Available data:

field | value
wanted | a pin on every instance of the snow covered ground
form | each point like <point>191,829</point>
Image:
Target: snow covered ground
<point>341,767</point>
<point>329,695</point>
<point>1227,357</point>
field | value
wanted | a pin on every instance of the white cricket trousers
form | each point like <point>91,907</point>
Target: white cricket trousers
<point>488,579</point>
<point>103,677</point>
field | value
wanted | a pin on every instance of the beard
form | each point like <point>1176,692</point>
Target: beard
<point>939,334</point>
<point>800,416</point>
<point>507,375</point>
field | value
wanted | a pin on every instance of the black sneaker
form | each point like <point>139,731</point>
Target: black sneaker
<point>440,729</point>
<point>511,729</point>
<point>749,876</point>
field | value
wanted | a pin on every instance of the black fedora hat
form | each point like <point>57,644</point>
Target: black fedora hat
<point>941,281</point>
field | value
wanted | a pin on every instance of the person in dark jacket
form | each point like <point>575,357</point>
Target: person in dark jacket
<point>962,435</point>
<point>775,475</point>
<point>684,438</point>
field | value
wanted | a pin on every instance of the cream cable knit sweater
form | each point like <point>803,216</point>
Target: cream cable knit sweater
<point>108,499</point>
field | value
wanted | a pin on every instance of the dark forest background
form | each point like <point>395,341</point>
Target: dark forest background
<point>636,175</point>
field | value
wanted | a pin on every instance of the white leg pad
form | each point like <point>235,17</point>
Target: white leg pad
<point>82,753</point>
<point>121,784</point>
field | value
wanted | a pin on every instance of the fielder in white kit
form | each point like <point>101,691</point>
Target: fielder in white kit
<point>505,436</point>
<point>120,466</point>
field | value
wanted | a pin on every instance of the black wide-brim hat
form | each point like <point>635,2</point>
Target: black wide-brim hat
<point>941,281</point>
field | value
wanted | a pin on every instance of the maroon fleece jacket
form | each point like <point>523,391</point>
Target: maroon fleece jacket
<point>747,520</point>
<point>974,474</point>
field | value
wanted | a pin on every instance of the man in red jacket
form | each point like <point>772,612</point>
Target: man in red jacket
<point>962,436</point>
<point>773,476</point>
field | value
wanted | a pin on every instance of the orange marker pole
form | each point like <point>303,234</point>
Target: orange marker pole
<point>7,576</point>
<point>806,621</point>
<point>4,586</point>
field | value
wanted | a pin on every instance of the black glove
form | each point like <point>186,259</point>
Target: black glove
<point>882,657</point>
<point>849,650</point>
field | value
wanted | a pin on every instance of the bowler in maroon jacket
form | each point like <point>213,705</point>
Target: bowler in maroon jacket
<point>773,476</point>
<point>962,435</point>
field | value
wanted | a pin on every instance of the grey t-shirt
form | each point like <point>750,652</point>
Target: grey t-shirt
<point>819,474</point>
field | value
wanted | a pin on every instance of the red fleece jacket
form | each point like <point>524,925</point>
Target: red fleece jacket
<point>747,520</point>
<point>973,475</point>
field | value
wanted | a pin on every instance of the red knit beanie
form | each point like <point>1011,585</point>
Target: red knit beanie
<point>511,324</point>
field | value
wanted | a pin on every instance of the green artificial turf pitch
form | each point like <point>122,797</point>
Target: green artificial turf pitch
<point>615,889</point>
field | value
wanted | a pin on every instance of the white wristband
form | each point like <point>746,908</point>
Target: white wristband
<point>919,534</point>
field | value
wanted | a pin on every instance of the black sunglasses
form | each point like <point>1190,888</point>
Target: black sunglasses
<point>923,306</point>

Work to be completed: All records shown above are to be reproduced without any alteration.

Answer box:
field | value
wanted | a pin on every instance of the snow covered ground
form | each point like <point>191,829</point>
Image:
Target: snow covered ground
<point>341,767</point>
<point>329,695</point>
<point>1227,357</point>
field | value
wanted | a pin on every instance of the white cricket trousers
form | each point like <point>91,907</point>
Target: white cricket trousers
<point>488,579</point>
<point>103,677</point>
field | value
wanted | a pin on every instance of the beard
form | each point like <point>1176,692</point>
Target: beard
<point>939,334</point>
<point>800,416</point>
<point>507,375</point>
field | value
wanted | a pin on every instance of the black sneaker
form | each point like <point>139,731</point>
Target: black sneaker
<point>440,729</point>
<point>511,729</point>
<point>749,876</point>
field | value
wanted | a pin on every instance of the black fedora hat
form | each point like <point>57,644</point>
Target: black fedora hat
<point>941,281</point>
field | value
wanted | a pin on every instance of the person in dark jacket
form | each point like <point>575,357</point>
Target: person in dark jacket
<point>962,435</point>
<point>775,475</point>
<point>684,438</point>
field | value
wanted | a pin on every instance of the cream cable knit sweater
form | each point like <point>803,216</point>
Target: cream cable knit sweater
<point>108,499</point>
field | value
wanted | a pin on every instance of the dark forest background
form | each point like <point>395,341</point>
Target: dark forest background
<point>636,175</point>
field | value
wanted | a pin on every instance of the white leg pad
form | each point like <point>235,17</point>
Target: white leg pad
<point>82,753</point>
<point>121,784</point>
field | value
wanted | a pin on every instance of the fielder in white kit
form | each point like <point>101,691</point>
Target: fielder in white kit
<point>505,436</point>
<point>120,466</point>
field | value
wanted | a pin on every instance of the black wide-brim hat
form | each point like <point>635,2</point>
Target: black wide-brim hat
<point>941,281</point>
field | value
wanted | a pin on every instance of the maroon fleece jacket
form | each point like <point>523,391</point>
Target: maroon fleece jacket
<point>747,520</point>
<point>974,474</point>
field | value
wanted | a pin on every instance of the man in red jacket
form | each point like <point>772,612</point>
Target: man in red jacket
<point>962,436</point>
<point>773,476</point>
field | value
wanted | a pin on every instance of the orange marker pole
form | each point like <point>303,234</point>
Target: orange marker pole
<point>7,576</point>
<point>806,621</point>
<point>4,586</point>
field | value
wanted | a pin on every instance of the black glove
form | each point like <point>186,259</point>
Target: black glove
<point>882,657</point>
<point>849,650</point>
field | value
wanted | a pin on every instance of the bowler in maroon jacket
form | each point like <point>213,705</point>
Target: bowler in maroon jacket
<point>773,476</point>
<point>962,435</point>
field | value
wanted | a pin on every instance of the grey t-shirt
form | each point like <point>750,652</point>
Target: grey t-shirt
<point>819,474</point>
field | value
wanted | a pin on every instance of the red fleece jacket
form | each point like <point>524,925</point>
Target: red fleece jacket
<point>747,520</point>
<point>973,475</point>
field | value
wanted | a pin on every instance of the red knit beanie
form | each point like <point>1011,585</point>
Target: red knit beanie
<point>511,324</point>
field | value
wanted | a pin on every instance of the green artificial turf pitch
form | each point like <point>122,797</point>
Target: green artificial turf pitch
<point>615,889</point>
field | value
wanted | a pin on every instance of the white wristband
form | each point like <point>746,908</point>
Target: white wristband
<point>919,534</point>
field | value
wanted | a pin on every instance of the black sunglasses
form | each point like <point>1190,888</point>
Target: black sunglasses
<point>923,306</point>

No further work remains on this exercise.